> **Problem**:
Answer these about the Bosun usage text:
1. What two things make up an Alert Key?
2. Besides the alert going unknown, what causes an incident to be created?
3. With notification chains set up, until when does the alert keep sending notifications?

> **Text provided**:
Content starts
Usage

This part of the documentation covers using Bosun’s user interface and the incident workflow.

Alerts and Incidents

Overview

Each alert definition has the potential to turn into multiple incidents (an instantiation of the alert). Incidents get a unique global ID and are also associated with an Alert Key. The Alert Key is made up of the alert name and the tagset. Every possible group in your top level expression is evaluated independently. As an example, with an expression like avg(q("avg:rate{counter,,1}:os.cpu{host=*}", "5m", "")) you can have the potential to create an incident for every tag-value of the “host” tag-key that has sent data for the os.cpu metric.

The lifetime of an incident

An incident gets created when the warn or crit expression evaluates to non-zero, or the alert goes unknown. Once an incident has been created it will notify users only when the lifetime severity of the incident increases. An exception to this is if you have set up notification chains, in which case the alert will send more notifications until someone acknowledges the alert.

Example:

You have an alert named high.cpu defined, and it has warn expression like avg(q(os.cpu{host=*} ...)) > 50. One of your hosts (web01) triggers the warn condition of the alert
We now have an incident, the incident will get a global ID like #23412 and will have an alert key of high.cpu{host=web01} and will have a current severity state of warn. Assuming a notification has been set up, the notification will be sent (i.e. an email)
Content ends
> **Records**:
Content starts
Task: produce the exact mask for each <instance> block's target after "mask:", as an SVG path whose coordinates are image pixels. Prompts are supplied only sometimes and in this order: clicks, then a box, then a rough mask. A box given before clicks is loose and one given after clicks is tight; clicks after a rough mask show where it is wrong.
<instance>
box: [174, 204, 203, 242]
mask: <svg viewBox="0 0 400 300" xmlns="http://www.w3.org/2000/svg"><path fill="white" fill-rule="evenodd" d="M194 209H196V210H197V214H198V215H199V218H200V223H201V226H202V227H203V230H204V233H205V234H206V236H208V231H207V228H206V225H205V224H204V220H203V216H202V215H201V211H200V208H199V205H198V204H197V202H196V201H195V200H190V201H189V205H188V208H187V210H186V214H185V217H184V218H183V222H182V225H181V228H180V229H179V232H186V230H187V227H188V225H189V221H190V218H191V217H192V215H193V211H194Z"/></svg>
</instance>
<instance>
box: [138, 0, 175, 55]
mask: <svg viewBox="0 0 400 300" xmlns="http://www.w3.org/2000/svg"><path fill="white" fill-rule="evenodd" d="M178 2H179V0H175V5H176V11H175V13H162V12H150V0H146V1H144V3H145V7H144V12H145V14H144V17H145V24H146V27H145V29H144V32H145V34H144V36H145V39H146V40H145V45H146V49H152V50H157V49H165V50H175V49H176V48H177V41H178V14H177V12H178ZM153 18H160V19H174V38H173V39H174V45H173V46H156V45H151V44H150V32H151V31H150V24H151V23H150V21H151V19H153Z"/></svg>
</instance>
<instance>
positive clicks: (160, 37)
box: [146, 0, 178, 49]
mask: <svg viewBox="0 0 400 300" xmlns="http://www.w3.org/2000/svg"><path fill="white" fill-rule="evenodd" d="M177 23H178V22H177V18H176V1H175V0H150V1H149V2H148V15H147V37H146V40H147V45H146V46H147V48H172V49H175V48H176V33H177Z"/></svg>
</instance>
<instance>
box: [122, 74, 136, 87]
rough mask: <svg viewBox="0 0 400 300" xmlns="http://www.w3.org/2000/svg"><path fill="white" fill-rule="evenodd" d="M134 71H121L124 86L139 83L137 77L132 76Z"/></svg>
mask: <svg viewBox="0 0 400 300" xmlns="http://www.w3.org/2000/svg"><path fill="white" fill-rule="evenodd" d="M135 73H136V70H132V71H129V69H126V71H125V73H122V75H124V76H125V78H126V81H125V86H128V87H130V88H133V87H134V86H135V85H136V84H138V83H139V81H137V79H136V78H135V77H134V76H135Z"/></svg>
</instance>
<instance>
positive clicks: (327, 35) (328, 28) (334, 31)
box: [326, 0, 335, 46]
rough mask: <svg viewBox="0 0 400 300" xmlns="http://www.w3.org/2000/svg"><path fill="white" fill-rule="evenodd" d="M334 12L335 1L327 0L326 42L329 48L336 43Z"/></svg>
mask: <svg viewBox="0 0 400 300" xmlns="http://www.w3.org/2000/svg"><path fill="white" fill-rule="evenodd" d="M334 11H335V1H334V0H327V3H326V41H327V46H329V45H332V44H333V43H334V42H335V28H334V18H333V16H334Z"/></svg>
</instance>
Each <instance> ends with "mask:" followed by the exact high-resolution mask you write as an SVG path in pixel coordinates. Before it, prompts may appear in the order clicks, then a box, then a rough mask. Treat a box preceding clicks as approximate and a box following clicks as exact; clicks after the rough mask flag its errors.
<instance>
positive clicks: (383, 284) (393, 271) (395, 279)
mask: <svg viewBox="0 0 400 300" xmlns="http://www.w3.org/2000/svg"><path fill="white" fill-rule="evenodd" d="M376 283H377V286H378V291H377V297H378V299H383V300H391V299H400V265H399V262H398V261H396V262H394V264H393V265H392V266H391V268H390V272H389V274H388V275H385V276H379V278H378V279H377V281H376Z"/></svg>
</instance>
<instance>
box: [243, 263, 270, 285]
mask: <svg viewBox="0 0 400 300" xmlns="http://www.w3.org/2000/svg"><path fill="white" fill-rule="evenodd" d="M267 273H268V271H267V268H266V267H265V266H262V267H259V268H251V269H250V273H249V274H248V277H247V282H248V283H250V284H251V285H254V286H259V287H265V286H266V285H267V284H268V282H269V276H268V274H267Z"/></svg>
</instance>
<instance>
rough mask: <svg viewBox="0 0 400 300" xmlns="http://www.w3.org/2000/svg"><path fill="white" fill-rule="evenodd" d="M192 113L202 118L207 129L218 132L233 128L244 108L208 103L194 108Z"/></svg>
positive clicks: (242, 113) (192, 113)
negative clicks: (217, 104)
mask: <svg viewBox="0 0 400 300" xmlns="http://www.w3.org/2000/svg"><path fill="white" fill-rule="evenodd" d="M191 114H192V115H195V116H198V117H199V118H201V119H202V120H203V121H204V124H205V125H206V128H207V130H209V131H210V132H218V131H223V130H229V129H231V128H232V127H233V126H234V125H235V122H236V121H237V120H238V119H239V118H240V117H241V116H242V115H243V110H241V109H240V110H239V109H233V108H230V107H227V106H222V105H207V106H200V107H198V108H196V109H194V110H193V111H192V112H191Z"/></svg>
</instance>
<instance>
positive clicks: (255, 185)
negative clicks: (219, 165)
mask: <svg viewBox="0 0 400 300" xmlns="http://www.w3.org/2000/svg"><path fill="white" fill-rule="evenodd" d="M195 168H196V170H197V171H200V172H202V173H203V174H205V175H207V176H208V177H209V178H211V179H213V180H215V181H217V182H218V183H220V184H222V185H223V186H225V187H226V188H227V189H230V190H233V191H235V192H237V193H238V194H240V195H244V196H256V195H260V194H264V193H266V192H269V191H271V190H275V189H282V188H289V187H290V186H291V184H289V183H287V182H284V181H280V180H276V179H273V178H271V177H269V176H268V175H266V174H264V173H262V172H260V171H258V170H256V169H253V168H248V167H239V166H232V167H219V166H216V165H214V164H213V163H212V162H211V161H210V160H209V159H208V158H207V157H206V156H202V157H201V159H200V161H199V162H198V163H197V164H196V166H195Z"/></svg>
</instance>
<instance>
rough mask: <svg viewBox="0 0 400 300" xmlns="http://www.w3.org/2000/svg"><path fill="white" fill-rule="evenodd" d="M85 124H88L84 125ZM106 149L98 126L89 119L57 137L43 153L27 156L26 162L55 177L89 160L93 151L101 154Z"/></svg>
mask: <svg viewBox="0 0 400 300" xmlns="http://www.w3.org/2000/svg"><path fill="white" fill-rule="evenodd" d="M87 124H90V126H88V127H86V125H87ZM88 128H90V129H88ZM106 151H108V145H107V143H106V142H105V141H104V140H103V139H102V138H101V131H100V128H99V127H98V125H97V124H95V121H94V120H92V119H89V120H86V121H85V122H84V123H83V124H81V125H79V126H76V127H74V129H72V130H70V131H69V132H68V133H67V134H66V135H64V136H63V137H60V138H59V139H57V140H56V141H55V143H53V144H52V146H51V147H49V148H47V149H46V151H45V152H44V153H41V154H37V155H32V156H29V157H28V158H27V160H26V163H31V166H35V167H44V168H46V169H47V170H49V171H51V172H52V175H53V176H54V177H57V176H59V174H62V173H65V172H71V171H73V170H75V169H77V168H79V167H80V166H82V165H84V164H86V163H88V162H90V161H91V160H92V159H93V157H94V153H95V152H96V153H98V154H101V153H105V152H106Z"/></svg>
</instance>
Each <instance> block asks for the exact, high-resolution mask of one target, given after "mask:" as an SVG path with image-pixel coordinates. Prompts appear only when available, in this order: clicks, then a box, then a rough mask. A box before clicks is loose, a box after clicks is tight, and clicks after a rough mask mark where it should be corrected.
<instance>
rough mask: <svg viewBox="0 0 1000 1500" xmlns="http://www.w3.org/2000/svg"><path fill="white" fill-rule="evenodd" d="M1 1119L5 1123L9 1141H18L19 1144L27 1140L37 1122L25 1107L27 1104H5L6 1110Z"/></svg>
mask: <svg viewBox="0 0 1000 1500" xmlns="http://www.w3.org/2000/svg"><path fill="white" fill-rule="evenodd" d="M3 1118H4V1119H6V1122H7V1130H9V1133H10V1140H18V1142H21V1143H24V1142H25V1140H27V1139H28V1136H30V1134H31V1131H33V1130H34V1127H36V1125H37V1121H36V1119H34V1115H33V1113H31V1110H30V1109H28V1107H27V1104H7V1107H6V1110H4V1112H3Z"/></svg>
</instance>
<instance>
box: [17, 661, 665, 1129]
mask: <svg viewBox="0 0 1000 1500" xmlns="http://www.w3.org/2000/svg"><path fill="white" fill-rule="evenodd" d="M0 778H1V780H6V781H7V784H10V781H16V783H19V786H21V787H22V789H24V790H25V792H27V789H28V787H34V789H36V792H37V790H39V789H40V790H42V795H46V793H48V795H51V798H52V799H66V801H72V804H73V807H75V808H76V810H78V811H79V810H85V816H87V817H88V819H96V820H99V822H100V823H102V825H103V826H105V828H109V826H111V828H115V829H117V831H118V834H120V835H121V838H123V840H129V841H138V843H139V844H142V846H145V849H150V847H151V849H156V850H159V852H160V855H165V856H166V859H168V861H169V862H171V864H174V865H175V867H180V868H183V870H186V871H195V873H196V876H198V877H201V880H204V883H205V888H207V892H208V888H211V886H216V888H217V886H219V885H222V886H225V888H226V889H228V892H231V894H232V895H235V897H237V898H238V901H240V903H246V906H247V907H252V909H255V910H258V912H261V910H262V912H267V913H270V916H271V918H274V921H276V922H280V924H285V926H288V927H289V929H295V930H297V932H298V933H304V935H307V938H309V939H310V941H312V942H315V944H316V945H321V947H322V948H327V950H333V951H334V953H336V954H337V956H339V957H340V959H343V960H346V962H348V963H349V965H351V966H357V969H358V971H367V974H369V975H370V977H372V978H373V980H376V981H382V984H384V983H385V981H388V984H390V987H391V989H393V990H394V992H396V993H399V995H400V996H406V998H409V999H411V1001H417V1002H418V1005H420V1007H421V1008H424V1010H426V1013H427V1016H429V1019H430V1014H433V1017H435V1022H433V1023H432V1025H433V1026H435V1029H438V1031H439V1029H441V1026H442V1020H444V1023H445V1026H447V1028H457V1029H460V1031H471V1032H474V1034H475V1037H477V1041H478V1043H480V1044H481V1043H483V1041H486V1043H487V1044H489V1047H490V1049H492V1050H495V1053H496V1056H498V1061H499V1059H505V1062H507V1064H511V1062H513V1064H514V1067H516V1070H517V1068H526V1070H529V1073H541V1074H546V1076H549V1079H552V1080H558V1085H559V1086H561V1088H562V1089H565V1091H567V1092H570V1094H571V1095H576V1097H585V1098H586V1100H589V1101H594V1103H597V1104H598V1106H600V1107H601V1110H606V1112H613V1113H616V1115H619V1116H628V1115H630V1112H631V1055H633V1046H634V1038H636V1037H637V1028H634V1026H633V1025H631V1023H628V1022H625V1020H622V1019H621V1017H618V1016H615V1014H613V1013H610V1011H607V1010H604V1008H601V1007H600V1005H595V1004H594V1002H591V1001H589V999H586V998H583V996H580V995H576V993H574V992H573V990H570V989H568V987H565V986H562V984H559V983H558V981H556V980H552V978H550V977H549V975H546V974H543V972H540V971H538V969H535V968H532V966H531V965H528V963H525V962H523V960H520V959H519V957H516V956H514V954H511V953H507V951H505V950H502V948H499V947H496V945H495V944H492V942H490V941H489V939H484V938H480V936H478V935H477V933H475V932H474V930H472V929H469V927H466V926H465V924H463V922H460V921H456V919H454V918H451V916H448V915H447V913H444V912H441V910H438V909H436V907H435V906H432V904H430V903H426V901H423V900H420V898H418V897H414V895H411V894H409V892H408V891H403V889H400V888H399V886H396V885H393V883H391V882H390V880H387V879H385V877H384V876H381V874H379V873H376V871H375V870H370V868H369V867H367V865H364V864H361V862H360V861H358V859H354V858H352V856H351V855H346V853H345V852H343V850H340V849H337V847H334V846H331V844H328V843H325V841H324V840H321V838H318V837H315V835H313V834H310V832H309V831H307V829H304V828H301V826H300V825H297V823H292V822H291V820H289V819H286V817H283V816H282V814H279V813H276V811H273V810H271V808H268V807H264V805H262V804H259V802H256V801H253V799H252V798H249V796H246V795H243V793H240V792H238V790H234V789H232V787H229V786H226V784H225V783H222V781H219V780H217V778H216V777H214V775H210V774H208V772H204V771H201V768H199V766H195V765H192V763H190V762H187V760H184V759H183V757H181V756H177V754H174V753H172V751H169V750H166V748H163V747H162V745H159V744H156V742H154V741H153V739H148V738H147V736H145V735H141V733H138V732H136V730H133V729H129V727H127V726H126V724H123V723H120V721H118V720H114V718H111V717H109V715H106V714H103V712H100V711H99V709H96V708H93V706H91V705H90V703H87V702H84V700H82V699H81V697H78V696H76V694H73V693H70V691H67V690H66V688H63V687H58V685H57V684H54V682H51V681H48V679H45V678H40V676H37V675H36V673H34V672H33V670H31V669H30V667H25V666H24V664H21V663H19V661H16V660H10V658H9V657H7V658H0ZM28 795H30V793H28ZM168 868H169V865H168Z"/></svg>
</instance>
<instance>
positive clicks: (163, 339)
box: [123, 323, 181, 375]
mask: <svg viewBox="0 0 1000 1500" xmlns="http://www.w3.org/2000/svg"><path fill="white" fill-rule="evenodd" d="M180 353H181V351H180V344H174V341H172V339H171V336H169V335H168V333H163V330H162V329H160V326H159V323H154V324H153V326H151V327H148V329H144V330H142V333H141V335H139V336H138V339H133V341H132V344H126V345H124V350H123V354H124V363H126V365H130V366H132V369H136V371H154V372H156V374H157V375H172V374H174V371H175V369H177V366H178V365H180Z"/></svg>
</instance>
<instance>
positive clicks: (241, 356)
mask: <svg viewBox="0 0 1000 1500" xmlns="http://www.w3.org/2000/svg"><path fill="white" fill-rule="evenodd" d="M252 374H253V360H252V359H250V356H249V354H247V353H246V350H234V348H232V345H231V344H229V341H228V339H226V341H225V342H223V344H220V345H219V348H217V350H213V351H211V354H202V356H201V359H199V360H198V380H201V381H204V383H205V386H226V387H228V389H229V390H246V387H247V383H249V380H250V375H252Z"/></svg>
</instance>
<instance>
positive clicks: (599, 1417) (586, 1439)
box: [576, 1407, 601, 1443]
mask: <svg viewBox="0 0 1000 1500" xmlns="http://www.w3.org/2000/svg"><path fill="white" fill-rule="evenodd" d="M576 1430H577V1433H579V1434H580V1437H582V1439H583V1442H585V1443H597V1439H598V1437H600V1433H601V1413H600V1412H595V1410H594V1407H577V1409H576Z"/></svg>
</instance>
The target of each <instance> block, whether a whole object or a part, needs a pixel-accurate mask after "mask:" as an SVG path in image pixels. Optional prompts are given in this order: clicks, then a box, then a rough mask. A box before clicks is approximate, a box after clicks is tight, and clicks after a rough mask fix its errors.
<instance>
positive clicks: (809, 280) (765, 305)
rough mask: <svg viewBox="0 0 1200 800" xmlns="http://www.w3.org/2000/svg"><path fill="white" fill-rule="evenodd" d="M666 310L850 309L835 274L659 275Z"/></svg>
Content ends
> **Solution for this exercise**:
1. The alert name and the tagset.
2. The warn or crit expression evaluating to non-zero.
3. Until someone acknowledges the alert.